--- start Data supplied ---

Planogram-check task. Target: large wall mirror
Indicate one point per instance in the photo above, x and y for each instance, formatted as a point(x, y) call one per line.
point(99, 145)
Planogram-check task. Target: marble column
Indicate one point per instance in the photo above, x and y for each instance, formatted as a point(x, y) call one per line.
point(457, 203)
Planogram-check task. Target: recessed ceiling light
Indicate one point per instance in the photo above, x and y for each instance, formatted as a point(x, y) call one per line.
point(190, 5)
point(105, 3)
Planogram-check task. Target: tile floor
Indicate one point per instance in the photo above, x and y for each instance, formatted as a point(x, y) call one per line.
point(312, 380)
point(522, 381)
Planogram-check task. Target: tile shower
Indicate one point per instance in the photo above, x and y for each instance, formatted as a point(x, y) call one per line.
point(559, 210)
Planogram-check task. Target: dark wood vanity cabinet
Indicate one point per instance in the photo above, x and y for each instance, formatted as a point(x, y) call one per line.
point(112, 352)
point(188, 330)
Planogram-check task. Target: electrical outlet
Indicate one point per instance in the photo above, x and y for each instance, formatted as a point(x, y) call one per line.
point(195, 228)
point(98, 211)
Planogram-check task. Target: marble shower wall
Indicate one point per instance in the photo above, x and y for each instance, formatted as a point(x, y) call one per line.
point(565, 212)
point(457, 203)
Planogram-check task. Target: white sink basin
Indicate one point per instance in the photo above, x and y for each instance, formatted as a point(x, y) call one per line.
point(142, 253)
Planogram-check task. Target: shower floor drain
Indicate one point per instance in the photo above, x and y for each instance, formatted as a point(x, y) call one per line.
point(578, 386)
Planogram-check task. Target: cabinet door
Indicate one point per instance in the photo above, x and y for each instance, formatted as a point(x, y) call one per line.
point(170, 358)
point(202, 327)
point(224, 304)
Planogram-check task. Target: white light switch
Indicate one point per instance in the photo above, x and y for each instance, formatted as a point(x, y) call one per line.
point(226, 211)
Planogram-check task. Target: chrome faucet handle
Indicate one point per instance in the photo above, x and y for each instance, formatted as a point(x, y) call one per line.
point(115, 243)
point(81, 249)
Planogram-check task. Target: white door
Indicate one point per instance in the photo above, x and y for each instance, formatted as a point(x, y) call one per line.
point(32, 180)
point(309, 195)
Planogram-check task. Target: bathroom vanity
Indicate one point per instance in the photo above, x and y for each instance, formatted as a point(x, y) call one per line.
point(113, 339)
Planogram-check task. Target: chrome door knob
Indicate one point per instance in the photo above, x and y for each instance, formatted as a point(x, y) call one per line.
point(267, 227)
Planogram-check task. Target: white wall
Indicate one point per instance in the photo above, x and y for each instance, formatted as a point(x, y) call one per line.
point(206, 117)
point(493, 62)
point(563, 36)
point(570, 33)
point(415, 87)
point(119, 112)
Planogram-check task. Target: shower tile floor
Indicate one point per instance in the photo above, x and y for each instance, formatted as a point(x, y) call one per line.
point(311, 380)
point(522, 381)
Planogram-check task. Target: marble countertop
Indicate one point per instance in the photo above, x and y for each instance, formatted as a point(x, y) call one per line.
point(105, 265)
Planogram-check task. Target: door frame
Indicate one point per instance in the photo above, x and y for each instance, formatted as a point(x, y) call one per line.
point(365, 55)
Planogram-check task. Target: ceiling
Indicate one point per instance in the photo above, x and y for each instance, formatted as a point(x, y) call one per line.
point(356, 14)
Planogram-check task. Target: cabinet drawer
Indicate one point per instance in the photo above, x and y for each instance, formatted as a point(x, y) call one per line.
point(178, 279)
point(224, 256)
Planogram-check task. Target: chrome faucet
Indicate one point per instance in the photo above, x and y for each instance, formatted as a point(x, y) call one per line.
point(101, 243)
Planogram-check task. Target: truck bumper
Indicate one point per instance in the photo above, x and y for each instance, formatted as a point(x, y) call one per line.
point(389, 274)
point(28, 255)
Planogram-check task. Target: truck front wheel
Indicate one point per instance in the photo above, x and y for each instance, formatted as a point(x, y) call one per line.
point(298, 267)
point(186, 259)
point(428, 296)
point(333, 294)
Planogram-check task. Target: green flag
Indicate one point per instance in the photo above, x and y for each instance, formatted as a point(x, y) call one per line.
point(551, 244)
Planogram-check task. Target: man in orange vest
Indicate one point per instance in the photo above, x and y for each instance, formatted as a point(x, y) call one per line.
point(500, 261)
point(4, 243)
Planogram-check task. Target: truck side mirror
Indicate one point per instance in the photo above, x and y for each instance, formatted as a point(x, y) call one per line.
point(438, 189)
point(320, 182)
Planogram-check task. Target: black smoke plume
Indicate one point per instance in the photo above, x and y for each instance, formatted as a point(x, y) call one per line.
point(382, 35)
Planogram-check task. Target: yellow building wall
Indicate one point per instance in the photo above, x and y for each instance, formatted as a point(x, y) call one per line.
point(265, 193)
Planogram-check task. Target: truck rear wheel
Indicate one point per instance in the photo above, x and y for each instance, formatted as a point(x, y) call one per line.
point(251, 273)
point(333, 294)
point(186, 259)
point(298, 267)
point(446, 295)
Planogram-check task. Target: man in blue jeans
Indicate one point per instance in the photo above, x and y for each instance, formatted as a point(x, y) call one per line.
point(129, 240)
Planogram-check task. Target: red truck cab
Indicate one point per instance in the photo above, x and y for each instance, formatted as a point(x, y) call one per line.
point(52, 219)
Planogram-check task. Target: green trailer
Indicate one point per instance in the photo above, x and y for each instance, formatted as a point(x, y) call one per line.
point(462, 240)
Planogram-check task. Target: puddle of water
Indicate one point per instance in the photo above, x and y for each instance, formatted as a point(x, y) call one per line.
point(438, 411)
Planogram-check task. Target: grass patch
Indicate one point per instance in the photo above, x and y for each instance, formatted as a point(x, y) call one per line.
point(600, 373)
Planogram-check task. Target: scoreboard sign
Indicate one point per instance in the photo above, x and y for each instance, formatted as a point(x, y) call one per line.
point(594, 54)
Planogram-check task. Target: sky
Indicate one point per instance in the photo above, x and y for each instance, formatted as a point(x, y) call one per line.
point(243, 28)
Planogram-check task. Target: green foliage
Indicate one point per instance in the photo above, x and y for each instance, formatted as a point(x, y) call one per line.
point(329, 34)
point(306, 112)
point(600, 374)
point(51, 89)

--- end Data supplied ---

◆ Goal
Can you reproduce only the stretch of data from the line containing "Planogram-check task. Target: grass patch" through the line containing "point(600, 373)", requests included, rescaling each answer coordinate by 2.2? Round the scaled coordinates to whole numbers with halves going up, and leave the request lines unchanged.

◆ Exercise solution
Planogram-check task. Target: grass patch
Indicate one point per instance in the photo above, x and y for each instance, formatted as a point(x, y) call one per line.
point(1320, 821)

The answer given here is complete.